*** AVAILABLE DATA Section Begins ***

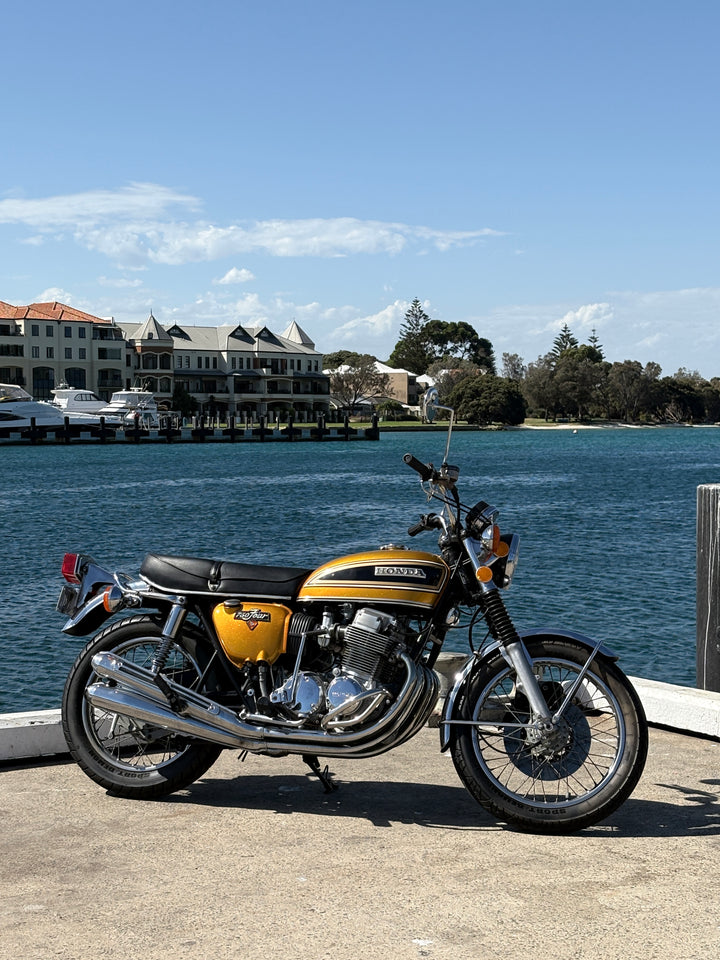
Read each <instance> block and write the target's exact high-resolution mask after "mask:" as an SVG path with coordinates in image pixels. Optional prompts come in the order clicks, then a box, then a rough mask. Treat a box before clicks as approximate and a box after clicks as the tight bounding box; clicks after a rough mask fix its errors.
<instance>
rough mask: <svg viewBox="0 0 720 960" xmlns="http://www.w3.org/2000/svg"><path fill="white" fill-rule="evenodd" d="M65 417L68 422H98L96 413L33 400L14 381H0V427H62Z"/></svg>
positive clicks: (97, 417) (77, 423) (14, 427)
mask: <svg viewBox="0 0 720 960" xmlns="http://www.w3.org/2000/svg"><path fill="white" fill-rule="evenodd" d="M65 417H68V419H69V421H70V423H72V424H80V425H87V426H91V425H92V424H99V423H100V415H99V414H98V413H95V414H89V413H78V412H72V411H63V410H61V409H59V408H58V407H56V406H54V405H53V404H52V403H46V402H45V401H44V400H34V399H33V398H32V397H31V396H30V394H29V393H28V392H27V390H23V388H22V387H19V386H18V385H17V384H14V383H0V429H2V430H3V431H7V430H8V429H9V430H24V429H25V428H26V427H30V426H32V421H33V420H34V421H35V426H36V427H62V426H64V424H65Z"/></svg>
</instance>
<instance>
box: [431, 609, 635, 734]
mask: <svg viewBox="0 0 720 960" xmlns="http://www.w3.org/2000/svg"><path fill="white" fill-rule="evenodd" d="M519 636H520V639H521V640H522V641H523V642H525V641H528V640H574V641H575V643H577V644H579V645H580V646H581V647H584V648H585V649H586V650H587V651H588V653H593V651H595V650H596V649H597V653H598V655H599V656H602V657H605V659H606V660H617V659H618V657H617V654H615V653H613V651H612V650H611V649H610V648H609V647H606V646H605V644H603V643H601V644H599V645H598V643H597V641H595V640H591V639H590V637H586V636H584V634H582V633H576V632H575V631H574V630H555V629H552V628H539V629H536V630H527V631H525V632H524V633H521V634H520V635H519ZM499 647H500V643H498V642H494V643H492V644H490V646H488V647H485V648H484V649H483V653H482V657H477V656H475V657H470V658H469V659H468V661H467V663H466V664H465V666H464V667H463V668H462V670H461V671H460V673H458V674H457V676H456V678H455V683H454V685H453V687H452V689H451V690H450V692H449V693H448V695H447V697H446V698H445V704H444V706H443V712H442V716H441V718H440V750H441V751H442V752H444V751H445V750H447V748H448V747H449V746H450V724H449V721H450V720H453V719H454V718H455V716H456V703H457V700H458V697H459V696H460V694H461V692H462V691H463V689H464V688H465V686H466V684H468V683H470V681H471V680H472V678H473V676H474V674H475V672H476V670H477V669H478V668H479V666H480V664H481V663H482V662H483V661H484V660H487V659H488V657H490V656H491V655H492V654H493V653H495V651H496V650H498V649H499Z"/></svg>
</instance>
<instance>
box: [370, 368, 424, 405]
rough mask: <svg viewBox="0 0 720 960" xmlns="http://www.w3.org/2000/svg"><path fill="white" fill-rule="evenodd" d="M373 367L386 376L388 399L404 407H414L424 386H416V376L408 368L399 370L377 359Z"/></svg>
mask: <svg viewBox="0 0 720 960" xmlns="http://www.w3.org/2000/svg"><path fill="white" fill-rule="evenodd" d="M375 369H376V370H377V371H378V373H384V374H386V375H387V377H388V392H387V398H388V400H397V401H398V402H399V403H402V404H403V405H404V406H406V407H416V406H417V405H418V403H419V402H420V400H419V398H420V395H421V394H422V393H423V390H424V388H423V387H421V386H418V382H417V378H416V376H415V374H414V373H410V371H409V370H399V369H394V368H393V367H388V365H387V364H385V363H381V362H380V361H379V360H378V361H376V363H375Z"/></svg>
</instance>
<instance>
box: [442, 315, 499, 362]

*** AVAILABLE DATA Section Ends ***

EXERCISE PROMPT: Pictures should not appear; only the lines from the start of the listing above to the line containing "417L68 422H98L96 413L33", both ends included, are to be repeated exactly.

RESPONSE BELOW:
Read each <instance> block and write the target's exact high-resolution mask after "mask:" as an SVG path with coordinates in image pixels. Optional prompts come in the order clicks, then a box, then a rough mask. Treat a box before clicks as approximate and a box after clicks as the tight bounding box; clicks after a rough mask fix its errors.
<instance>
rough mask: <svg viewBox="0 0 720 960" xmlns="http://www.w3.org/2000/svg"><path fill="white" fill-rule="evenodd" d="M65 417L68 422H98L96 413L33 400L14 381H0V427H62Z"/></svg>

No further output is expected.